→ The input:
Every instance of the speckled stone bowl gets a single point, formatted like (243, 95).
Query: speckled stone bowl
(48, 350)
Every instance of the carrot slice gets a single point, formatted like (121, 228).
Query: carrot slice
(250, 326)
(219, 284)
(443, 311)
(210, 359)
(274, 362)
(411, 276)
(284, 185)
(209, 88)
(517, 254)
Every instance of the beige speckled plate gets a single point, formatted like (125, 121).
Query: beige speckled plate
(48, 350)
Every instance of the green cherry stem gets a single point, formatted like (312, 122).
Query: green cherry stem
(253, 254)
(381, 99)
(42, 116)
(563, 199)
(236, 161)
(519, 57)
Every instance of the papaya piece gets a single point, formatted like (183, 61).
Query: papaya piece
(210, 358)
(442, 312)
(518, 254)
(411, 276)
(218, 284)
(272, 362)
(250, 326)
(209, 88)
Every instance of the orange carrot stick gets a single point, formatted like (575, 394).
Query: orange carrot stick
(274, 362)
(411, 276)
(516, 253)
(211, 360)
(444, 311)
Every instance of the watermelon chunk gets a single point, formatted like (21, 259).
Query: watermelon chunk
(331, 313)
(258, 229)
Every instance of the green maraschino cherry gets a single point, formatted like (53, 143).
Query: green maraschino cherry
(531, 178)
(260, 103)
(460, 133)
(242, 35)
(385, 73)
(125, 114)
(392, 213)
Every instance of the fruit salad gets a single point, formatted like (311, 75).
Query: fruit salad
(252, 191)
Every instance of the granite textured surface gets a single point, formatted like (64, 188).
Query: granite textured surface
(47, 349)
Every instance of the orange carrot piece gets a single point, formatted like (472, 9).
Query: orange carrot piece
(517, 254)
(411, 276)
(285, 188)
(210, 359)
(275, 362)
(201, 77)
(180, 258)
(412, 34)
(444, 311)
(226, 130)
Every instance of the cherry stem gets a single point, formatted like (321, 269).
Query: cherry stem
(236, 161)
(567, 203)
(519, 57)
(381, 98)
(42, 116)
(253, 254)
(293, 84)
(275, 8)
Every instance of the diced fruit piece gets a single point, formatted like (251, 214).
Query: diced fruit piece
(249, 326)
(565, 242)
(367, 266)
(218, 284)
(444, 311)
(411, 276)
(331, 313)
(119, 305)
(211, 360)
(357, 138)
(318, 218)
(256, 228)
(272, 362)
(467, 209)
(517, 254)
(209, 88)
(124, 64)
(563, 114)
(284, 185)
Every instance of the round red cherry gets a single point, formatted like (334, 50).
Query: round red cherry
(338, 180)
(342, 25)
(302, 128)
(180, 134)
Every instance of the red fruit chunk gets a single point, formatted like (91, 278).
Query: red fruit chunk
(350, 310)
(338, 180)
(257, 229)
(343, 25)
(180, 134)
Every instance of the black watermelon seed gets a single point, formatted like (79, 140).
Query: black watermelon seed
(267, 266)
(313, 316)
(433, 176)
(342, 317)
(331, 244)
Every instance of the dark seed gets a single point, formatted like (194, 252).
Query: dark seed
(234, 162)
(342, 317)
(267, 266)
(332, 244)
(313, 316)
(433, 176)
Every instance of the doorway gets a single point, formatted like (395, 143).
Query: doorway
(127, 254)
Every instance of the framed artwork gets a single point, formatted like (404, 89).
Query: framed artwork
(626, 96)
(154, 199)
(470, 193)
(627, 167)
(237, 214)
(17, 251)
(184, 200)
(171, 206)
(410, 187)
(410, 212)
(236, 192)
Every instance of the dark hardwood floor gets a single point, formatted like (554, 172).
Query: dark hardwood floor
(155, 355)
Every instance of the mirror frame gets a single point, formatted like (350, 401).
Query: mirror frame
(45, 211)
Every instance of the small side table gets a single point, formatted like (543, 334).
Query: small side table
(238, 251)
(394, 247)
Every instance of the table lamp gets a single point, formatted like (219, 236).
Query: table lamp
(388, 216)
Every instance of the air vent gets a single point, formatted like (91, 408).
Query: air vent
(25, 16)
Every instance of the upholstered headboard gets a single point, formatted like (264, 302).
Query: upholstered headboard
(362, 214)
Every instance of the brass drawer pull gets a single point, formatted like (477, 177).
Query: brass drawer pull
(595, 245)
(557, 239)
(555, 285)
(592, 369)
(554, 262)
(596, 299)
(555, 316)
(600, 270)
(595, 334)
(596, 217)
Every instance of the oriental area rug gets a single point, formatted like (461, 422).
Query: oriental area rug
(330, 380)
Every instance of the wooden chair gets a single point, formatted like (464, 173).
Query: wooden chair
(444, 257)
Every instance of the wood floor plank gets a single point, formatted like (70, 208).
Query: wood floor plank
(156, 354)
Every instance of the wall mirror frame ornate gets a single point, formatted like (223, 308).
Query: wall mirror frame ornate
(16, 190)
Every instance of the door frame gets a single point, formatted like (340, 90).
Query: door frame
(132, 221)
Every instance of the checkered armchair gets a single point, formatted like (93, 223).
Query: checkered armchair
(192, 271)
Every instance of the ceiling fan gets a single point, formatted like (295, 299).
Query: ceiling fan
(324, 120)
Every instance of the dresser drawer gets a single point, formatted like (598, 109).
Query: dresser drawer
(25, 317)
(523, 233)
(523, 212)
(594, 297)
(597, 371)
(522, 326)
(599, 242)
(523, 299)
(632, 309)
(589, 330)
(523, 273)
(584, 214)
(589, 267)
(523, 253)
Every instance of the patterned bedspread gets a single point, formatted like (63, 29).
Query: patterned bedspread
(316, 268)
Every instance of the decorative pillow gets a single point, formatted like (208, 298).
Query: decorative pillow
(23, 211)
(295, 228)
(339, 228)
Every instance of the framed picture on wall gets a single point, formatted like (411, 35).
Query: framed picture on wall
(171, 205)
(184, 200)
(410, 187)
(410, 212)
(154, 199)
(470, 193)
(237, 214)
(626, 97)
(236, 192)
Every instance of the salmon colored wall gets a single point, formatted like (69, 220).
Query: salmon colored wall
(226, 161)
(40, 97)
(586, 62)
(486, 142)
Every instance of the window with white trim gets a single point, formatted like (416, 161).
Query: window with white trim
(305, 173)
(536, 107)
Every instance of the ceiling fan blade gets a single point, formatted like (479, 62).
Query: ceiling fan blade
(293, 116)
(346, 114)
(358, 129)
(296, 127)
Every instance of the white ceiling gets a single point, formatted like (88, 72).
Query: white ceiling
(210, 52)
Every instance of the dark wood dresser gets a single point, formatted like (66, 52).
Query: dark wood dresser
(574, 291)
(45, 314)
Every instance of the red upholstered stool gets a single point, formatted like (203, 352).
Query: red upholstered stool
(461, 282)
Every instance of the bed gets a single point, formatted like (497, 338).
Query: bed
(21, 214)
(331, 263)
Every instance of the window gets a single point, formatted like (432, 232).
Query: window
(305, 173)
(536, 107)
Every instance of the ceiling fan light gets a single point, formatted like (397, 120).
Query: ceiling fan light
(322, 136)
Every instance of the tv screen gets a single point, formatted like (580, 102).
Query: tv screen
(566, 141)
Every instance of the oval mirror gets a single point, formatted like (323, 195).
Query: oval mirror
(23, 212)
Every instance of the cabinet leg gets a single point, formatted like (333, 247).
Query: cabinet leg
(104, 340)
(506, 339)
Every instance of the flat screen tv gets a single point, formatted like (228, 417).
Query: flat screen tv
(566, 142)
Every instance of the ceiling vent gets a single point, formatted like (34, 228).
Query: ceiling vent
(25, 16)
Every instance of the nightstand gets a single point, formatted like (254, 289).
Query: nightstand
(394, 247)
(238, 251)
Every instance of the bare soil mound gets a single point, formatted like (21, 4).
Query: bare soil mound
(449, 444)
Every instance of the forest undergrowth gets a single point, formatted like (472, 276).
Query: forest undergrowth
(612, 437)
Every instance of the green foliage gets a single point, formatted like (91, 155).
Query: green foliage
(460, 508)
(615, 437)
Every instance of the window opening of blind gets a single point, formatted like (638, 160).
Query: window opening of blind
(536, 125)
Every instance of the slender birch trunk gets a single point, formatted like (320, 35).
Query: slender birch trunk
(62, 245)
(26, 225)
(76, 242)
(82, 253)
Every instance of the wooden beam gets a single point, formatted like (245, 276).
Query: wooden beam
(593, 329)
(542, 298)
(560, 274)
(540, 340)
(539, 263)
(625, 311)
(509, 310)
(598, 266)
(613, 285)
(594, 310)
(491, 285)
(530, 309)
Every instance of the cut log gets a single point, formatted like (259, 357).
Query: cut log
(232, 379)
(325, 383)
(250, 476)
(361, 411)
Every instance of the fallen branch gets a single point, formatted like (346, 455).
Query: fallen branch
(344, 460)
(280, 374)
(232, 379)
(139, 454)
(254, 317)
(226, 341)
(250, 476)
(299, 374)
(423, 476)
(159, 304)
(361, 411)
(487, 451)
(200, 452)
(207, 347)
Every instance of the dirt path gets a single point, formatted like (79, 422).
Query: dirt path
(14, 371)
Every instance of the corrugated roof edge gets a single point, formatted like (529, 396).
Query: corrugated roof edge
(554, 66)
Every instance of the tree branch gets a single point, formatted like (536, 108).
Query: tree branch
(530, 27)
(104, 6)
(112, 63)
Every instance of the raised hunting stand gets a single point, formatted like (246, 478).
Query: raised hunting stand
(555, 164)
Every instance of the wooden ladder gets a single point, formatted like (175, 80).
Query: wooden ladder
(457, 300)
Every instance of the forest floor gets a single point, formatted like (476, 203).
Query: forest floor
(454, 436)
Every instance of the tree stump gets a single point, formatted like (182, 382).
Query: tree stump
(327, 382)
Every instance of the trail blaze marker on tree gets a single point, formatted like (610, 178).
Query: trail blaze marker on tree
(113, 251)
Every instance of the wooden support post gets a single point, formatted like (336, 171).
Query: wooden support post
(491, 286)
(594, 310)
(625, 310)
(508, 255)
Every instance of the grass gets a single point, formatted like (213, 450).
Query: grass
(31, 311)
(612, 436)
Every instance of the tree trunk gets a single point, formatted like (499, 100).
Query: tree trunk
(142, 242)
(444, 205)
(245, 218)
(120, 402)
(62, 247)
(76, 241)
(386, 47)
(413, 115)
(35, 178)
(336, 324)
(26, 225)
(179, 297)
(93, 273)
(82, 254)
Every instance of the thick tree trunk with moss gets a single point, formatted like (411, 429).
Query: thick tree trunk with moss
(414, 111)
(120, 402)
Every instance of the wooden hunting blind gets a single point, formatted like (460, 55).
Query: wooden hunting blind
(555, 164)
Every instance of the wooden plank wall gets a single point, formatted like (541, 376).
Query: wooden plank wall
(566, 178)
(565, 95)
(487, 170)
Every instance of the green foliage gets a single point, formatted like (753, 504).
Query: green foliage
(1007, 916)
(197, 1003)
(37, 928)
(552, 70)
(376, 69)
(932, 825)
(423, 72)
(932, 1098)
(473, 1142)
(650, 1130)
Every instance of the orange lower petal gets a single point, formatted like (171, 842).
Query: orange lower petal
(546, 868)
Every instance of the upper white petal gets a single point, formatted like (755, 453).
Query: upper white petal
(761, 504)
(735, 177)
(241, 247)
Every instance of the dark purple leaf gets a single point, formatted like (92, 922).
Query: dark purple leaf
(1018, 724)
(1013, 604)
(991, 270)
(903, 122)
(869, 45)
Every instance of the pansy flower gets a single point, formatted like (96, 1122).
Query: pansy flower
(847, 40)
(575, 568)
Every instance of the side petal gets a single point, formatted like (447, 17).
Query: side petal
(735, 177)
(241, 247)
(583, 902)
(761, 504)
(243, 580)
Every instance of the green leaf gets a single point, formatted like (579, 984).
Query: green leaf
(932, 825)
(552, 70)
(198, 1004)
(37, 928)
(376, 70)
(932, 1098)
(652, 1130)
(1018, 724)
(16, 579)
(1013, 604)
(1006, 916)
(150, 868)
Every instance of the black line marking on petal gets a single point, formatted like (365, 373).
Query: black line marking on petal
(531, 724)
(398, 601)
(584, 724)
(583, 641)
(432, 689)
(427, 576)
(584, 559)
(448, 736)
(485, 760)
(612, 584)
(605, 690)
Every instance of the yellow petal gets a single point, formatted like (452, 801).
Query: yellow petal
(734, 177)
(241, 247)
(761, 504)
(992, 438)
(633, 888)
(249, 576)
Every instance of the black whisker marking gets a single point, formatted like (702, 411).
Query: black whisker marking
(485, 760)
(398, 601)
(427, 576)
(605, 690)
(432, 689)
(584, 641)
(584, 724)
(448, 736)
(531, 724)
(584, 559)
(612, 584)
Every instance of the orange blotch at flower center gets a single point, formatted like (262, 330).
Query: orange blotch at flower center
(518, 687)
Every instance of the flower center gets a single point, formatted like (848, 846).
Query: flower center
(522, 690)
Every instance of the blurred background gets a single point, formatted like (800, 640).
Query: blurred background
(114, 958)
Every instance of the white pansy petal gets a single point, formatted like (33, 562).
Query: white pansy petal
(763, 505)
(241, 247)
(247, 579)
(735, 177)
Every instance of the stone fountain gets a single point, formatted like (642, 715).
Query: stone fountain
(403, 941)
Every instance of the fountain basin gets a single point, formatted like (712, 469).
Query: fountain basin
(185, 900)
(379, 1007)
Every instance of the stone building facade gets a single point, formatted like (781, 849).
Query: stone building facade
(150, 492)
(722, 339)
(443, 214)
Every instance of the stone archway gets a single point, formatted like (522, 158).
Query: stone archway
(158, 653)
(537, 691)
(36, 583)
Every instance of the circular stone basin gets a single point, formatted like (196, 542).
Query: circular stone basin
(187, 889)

→ Challenge: Lines from the one containing "Every instance of the stone fountain" through the final line are to be given again verbatim, with nothing before or after.

→ Full solution:
Every instance of the stone fountain gets a single point, formatted like (642, 715).
Query: stone fountain
(403, 941)
Every instance of the fountain basin gets a single point, formatted like (712, 469).
Query: fountain basin
(185, 900)
(379, 1007)
Every instance of the stone building facade gets a single point, formatted like (781, 849).
Query: stone building facade
(150, 492)
(722, 339)
(443, 214)
Every instance of the stone archway gets a single point, formatted like (522, 158).
Query: stone archway
(158, 653)
(537, 691)
(36, 583)
Every instance of the circular stone basin gets a single point, formatted like (196, 542).
Query: circular stone basin
(187, 889)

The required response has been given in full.